[Beowulf] Codethink jumps into the ARM server fray with Baserock Slab

Mon Sep 17 04:01:44 PDT 2012

http://www.theregister.co.uk/2012/09/13/codethink_basertock_slab_arm_system/

Codethink jumps into the ARM server fray with Baserock Slab

A Marvell-ous cluster in a box

By Timothy Prickett Morgan • Get more from this author

Posted in Servers, 13th September 2012 23:51 GMT

The crafty engineers at embedded software development house Codethink
assembled an ARM-application build server for their own use this June, and
have now decided that you might want one, as well – so starting this week
they'll sell you a commercial version of that box called the Baserock Slab.

The reason for Codethink's entry into this biz is simple: for all the talk
about ARM-based servers out there, it's pretty tough to get your hands on a
machine with enough oomph to both handle build server tasks and be a
deployment box for scalable Linux applications.

That's what Gabriel Vizzard, VP of business development at embedded software
development house Codethink, says is the current state of ARM serverage. And
that's why the company's engineers, who know a thing or two about iron, built
their original box, which is now on sale.

### Exercise requirements:
• a. According to the article on the Baserock Slab, why did Codethink decide to enter the ARM server business? Answer in one to three sentences.
• b. Pick up the article on Codethink's Baserock Slab after its last sentence and keep writing.

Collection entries

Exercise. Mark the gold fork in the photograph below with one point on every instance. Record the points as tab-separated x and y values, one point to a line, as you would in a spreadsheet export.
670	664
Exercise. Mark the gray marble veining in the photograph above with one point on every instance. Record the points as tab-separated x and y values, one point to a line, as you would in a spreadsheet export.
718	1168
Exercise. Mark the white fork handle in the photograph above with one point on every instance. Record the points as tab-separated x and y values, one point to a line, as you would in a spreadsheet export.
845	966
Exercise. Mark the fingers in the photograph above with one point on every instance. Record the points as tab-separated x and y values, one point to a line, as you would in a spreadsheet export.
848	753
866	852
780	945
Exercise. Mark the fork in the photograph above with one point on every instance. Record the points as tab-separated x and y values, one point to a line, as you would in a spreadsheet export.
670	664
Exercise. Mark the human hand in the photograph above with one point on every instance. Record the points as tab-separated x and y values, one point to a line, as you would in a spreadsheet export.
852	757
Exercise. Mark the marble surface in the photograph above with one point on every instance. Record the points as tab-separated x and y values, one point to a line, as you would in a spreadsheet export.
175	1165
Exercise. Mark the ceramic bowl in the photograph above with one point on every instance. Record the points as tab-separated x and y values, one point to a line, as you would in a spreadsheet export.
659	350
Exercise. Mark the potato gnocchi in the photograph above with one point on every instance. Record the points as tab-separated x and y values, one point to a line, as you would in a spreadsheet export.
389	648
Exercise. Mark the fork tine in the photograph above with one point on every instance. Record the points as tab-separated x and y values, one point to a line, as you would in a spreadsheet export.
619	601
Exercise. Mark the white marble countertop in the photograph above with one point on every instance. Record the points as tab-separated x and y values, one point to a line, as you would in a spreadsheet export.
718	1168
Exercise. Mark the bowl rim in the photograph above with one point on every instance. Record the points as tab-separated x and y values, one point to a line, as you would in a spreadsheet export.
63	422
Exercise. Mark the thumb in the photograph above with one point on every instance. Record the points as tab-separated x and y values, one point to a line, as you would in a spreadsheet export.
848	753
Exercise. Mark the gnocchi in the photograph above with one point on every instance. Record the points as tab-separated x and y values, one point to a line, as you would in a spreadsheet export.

### Results of the exercise:
• a. It is hard to obtain an ARM-based server powerful enough both to handle build server tasks and to serve as a deployment box for scalable Linux applications.

• b.
The Baserock Slab is based on Marvell's Armada XP processor, and uses a
system-on-module design that welds everything you need for a multiprocessor
cluster onto a board, including main memory, links out to inter-node
networking, and server management modules. It's a compact design, and one
that is the shape of things to come for both low-power Atom and ARM servers
that will be commercialized in the coming years from myriad vendors.

The initial Baserock Slab servers are based on the quad-core MV78460
processors from Marvell, which acquired Intel's Xscale ARM chip business a
few years back and is determined to have a go at the ARM server racket after
having some success peddling ARM chips for embedded and client devices.

The initial Baserock servers are based on the A0 stepping of the "Sheeva"
MV78460 processors, which run at 1.33GHz and support 2GB of memory per
socket. Each of those cores on the Sheeva die implement the ARMv7-A core
spec, and they have 32KB of L1 data cache and 32KB of L1 instruction cache
per core and share 2MB of L2 cache memory on the die.

Each Sheeva ARM chip also sports the VFPv3-D16 floating point unit, which
does single- and double-precision floating point math, cryptographic duties,
and has accelerators that support the DES, 3DES, AES-128, AES-256, SHA-1, and
MD5 natively in the transistors.

While the Sheeva ARM cores do 32-bit processing, the core has been tweaked to
do 40-bit virtual memory addressing, and with the B0 stepping of the Sheeva
processor, Codethink will be adding a 1.6GHz option that has 4GB of memory
per socket. Larger main memory is possible, and very likely desirable by many
customers – you just use normal 64-bit DDR3-1333 memory with 8-bit error
correction in the server; nothing fancy.

This system-on-module is actually made by Cogent Computer Systems, an
embedded system maker based in Rhode Island; it's the CSB1726 module, to be
specific. At idle, this board, including main memory, burns about 12 watts.
No word on what it does under load.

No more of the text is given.